>> begin

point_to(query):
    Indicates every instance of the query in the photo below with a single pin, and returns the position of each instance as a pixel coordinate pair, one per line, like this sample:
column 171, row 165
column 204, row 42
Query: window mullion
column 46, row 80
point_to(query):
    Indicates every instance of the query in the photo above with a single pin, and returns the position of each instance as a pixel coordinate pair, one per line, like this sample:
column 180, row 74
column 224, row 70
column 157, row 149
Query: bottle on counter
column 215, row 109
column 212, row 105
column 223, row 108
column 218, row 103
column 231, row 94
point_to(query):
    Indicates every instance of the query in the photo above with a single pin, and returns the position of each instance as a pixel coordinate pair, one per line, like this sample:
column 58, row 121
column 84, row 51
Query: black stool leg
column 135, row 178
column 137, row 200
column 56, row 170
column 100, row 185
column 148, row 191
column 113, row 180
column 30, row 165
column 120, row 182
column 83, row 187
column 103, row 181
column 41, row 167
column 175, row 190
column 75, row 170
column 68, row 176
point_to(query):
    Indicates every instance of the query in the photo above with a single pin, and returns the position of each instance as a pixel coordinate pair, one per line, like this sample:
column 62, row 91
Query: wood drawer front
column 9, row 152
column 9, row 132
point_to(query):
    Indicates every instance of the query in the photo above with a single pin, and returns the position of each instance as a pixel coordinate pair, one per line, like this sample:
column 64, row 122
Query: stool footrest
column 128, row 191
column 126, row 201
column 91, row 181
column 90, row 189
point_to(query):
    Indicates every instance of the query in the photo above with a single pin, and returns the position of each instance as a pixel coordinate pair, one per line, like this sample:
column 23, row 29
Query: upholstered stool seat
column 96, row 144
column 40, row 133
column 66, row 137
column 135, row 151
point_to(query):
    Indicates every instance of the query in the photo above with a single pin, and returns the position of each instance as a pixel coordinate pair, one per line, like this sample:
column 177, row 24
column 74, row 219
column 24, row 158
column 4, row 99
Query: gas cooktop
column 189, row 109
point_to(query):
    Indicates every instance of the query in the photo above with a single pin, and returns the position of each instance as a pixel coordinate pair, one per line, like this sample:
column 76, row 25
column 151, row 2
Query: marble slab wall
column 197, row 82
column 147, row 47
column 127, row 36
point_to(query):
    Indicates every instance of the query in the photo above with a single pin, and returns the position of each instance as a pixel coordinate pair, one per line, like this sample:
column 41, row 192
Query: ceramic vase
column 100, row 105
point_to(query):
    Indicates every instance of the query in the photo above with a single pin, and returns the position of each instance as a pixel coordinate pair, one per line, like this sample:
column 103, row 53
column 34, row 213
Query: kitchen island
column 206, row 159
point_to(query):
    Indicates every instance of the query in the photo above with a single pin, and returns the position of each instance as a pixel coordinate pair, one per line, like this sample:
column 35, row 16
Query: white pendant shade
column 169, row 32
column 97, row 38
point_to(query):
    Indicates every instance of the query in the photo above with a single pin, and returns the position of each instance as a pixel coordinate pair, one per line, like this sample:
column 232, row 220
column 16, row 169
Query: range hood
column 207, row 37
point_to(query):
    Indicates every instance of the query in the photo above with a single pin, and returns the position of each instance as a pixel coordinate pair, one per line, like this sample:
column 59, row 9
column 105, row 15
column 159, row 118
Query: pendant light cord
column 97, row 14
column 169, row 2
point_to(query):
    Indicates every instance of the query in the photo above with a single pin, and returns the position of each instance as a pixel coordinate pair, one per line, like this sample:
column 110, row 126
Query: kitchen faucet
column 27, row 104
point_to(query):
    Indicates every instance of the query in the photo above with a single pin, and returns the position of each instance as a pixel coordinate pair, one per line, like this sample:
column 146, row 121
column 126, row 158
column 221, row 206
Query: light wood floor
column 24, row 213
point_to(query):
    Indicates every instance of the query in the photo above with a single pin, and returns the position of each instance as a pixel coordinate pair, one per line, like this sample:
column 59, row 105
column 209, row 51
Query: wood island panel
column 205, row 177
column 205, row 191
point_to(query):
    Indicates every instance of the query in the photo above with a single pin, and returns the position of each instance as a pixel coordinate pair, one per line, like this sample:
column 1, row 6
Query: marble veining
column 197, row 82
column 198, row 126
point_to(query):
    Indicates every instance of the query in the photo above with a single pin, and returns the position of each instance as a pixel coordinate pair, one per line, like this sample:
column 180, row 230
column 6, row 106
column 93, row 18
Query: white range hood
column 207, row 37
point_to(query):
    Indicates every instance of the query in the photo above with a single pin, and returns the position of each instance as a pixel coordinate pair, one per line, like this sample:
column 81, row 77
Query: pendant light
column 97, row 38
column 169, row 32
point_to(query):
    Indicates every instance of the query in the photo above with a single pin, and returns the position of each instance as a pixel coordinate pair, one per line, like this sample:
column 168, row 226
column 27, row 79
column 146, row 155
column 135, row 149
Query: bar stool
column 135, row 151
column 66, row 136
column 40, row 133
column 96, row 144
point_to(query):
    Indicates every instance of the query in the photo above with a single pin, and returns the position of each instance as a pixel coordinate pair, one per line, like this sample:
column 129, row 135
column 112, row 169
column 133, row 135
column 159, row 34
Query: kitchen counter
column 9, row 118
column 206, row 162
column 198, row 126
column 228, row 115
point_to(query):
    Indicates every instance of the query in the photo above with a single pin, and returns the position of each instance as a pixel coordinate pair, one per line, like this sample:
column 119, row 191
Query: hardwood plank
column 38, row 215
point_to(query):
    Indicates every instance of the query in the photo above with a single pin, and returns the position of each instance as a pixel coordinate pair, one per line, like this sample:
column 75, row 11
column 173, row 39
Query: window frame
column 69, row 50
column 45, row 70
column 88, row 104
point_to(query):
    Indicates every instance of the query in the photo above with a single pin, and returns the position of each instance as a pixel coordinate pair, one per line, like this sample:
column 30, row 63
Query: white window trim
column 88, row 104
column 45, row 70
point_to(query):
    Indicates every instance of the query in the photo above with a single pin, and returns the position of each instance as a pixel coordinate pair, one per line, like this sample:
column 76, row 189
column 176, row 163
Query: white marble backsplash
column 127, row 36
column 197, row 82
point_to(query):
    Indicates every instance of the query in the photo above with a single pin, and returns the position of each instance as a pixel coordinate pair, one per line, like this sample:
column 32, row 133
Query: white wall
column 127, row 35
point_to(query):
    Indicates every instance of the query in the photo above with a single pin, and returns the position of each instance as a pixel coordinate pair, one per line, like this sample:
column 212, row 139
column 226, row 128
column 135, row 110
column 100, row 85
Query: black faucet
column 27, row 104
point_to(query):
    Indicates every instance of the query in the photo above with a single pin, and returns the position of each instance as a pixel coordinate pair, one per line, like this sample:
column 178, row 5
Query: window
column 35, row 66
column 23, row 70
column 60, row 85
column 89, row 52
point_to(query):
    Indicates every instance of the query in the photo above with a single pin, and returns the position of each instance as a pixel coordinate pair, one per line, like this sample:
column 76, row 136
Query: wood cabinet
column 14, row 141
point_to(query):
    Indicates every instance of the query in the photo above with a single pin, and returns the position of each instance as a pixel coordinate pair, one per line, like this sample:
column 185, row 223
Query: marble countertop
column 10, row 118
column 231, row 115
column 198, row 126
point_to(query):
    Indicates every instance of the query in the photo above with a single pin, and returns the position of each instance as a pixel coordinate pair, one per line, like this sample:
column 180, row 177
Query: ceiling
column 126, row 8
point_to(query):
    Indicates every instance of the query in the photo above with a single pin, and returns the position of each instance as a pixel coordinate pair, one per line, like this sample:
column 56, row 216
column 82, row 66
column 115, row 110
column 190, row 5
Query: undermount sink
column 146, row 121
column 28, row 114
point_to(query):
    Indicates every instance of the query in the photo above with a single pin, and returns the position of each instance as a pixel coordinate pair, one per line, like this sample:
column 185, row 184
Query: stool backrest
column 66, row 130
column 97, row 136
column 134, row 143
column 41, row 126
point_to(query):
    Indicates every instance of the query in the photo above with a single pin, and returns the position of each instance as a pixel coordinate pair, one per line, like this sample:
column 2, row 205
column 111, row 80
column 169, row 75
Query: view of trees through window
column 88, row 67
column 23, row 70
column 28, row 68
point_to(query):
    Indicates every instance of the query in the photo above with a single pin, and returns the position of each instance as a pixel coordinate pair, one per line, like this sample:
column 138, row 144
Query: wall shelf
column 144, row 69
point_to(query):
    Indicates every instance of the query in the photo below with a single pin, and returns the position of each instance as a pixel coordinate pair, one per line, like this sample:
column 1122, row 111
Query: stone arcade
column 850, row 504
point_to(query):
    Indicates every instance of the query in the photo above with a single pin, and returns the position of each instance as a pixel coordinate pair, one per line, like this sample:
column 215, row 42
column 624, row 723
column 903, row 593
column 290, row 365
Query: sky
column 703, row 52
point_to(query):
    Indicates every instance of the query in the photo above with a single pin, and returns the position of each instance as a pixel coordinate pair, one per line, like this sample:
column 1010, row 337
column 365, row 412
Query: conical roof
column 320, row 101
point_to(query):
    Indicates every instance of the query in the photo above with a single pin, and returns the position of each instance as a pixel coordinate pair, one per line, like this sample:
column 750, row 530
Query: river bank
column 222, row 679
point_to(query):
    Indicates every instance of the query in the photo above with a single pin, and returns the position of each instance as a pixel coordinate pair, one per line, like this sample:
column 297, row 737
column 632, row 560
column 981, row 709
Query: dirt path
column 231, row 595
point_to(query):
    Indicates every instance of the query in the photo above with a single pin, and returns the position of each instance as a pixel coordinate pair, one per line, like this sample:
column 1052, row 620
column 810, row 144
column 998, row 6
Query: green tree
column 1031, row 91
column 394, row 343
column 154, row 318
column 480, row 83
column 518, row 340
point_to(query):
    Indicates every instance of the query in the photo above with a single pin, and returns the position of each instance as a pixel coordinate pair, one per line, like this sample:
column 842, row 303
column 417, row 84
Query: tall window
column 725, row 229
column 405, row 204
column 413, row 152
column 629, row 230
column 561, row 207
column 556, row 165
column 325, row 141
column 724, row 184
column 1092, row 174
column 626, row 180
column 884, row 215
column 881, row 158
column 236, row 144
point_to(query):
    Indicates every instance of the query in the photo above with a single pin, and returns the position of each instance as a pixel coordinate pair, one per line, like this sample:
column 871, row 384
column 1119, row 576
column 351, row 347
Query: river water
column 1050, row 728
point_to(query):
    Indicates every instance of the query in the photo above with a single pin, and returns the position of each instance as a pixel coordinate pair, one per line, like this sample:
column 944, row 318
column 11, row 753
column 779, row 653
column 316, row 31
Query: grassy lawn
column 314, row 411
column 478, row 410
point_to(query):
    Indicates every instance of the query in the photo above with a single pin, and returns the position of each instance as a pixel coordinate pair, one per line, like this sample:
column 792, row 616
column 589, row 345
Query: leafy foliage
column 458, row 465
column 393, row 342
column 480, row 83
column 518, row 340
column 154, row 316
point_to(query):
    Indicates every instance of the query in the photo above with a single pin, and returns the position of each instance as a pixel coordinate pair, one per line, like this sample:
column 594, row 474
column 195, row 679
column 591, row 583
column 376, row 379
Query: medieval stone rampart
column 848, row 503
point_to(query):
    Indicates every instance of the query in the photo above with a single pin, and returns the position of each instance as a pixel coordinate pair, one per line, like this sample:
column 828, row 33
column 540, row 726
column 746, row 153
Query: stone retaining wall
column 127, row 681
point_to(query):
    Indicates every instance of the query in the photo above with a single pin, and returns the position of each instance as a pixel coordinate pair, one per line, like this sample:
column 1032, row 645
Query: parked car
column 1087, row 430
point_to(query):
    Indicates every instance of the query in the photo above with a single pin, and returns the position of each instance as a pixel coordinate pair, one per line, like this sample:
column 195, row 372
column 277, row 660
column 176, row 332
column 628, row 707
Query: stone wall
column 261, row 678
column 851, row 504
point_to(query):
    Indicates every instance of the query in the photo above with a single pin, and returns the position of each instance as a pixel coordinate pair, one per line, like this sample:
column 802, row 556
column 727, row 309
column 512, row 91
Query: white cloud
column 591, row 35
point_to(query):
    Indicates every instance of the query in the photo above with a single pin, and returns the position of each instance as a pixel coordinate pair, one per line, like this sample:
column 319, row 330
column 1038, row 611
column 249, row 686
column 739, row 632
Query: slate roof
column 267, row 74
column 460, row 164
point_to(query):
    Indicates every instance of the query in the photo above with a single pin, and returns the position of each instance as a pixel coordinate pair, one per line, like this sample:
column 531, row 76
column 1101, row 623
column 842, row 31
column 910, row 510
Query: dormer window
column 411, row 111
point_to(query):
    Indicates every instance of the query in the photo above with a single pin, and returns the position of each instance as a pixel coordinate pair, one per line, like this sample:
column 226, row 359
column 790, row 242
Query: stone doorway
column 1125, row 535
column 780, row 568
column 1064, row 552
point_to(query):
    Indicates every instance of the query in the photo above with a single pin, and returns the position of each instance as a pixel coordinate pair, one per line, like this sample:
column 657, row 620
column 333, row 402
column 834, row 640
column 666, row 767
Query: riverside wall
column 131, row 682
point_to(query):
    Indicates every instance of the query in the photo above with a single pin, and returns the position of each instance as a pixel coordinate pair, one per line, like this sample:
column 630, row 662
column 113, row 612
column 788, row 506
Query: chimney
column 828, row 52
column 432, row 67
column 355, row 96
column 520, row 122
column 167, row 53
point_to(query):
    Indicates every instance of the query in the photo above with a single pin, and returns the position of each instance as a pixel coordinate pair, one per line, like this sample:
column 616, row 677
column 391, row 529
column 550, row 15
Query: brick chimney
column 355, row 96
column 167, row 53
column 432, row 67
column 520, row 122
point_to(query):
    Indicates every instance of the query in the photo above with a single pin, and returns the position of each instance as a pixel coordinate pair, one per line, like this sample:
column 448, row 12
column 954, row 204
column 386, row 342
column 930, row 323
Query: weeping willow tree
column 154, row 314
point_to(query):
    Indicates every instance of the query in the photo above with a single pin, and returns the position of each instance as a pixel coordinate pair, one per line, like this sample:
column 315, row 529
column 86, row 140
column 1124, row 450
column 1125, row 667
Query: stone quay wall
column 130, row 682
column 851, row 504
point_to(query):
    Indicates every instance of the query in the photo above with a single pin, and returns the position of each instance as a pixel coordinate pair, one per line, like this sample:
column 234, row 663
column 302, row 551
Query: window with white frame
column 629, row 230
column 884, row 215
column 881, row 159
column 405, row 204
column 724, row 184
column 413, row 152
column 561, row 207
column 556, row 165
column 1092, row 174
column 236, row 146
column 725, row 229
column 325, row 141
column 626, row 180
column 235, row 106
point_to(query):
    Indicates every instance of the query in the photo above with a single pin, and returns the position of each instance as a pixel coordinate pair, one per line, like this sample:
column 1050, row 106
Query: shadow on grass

>> end

Please rewrite the records from their start up to and including the line with "column 46, row 80", changing "window mullion" to "door hinge" and leaving everything else unchanged.

point_to(query):
    Indicates every instance of the query in the photo below with a single pin, and returns the position of each instance as a pixel coordinate pair, one per line, like this sample:
column 171, row 165
column 204, row 42
Query: door hinge
column 46, row 80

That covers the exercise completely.